Request: Update the lines below by replacing "one pin" with "a single dot" wherever it occurs, and leave everything else unchanged.

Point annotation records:
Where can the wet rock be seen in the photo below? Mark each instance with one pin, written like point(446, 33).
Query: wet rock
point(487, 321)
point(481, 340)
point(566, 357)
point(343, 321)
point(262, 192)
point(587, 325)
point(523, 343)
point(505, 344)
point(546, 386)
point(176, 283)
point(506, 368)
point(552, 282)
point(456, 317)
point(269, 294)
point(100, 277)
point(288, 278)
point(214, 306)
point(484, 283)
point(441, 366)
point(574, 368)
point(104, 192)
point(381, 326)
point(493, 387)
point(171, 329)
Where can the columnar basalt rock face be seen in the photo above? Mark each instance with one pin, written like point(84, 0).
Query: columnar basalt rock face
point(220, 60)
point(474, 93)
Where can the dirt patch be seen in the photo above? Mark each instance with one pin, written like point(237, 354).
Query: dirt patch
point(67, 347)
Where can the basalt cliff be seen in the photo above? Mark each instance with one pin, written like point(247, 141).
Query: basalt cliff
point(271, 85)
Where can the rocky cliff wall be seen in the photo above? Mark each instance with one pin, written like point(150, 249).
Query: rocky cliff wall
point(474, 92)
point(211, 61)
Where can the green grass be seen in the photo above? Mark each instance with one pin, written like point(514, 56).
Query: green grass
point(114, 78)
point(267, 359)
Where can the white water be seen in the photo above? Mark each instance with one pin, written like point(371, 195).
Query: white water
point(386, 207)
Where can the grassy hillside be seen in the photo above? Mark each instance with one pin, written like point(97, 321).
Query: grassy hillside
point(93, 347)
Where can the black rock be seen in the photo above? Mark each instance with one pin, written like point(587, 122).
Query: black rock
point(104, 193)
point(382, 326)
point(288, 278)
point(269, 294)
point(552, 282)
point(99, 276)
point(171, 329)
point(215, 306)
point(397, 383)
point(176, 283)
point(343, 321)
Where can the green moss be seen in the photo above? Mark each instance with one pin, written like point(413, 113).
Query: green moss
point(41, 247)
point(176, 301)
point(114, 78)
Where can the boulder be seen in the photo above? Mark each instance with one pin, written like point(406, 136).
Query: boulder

Answer to this exercise:
Where can the wet rock be seen in the photo below? Mark each instance with a single dot, written like point(446, 33).
Query: wet rock
point(487, 321)
point(481, 340)
point(566, 357)
point(343, 321)
point(262, 192)
point(587, 325)
point(523, 343)
point(505, 344)
point(546, 386)
point(176, 283)
point(506, 368)
point(552, 282)
point(456, 317)
point(269, 294)
point(100, 277)
point(288, 278)
point(214, 306)
point(484, 283)
point(441, 366)
point(574, 368)
point(104, 192)
point(381, 326)
point(493, 387)
point(171, 329)
Where can the columnar basalt rock face be seen in the photo above? Mark each instance with a single dot, written like point(84, 0).
Query: columnar basalt rock face
point(220, 60)
point(474, 93)
Where can the dirt patch be seen in the photo above? Mark each instance with a single dot, written like point(237, 354).
Query: dirt patch
point(67, 347)
Where can the basalt cliff be seen in the photo above? Mark each instance with a single dot, written like point(247, 141).
Query: basalt cliff
point(271, 85)
Where can the rocky cliff wall be seen in the photo above? Mark each instance with a single dot, written like point(150, 249).
Query: rocky cliff wall
point(474, 92)
point(211, 61)
Where can the green grass be seen in the photo above? Mark each instance with a single dot, written like point(514, 56).
Query: green grass
point(114, 78)
point(267, 359)
Where can the white water be seen in the photo above? Mark each instance with a single dot, written like point(371, 195).
Query: white water
point(386, 207)
Where can the grassy hillside be seen in the photo above? Mark each instance with a single dot, written like point(97, 321).
Query: grassy hillside
point(93, 347)
Where can the black rock be seen in the photo above? Mark each instance with a single dot, written like point(587, 122).
Query: black rock
point(104, 193)
point(382, 326)
point(288, 278)
point(269, 294)
point(552, 282)
point(99, 276)
point(171, 329)
point(215, 306)
point(397, 383)
point(176, 283)
point(343, 321)
Where can the green moss be seen in the photo above? Mark each instance with a single dot, written like point(413, 113).
Query: green moss
point(41, 247)
point(176, 301)
point(114, 78)
Where can the boulder be seen in the photo above? Mark each instance with a single dot, written like point(406, 136).
Query: boulder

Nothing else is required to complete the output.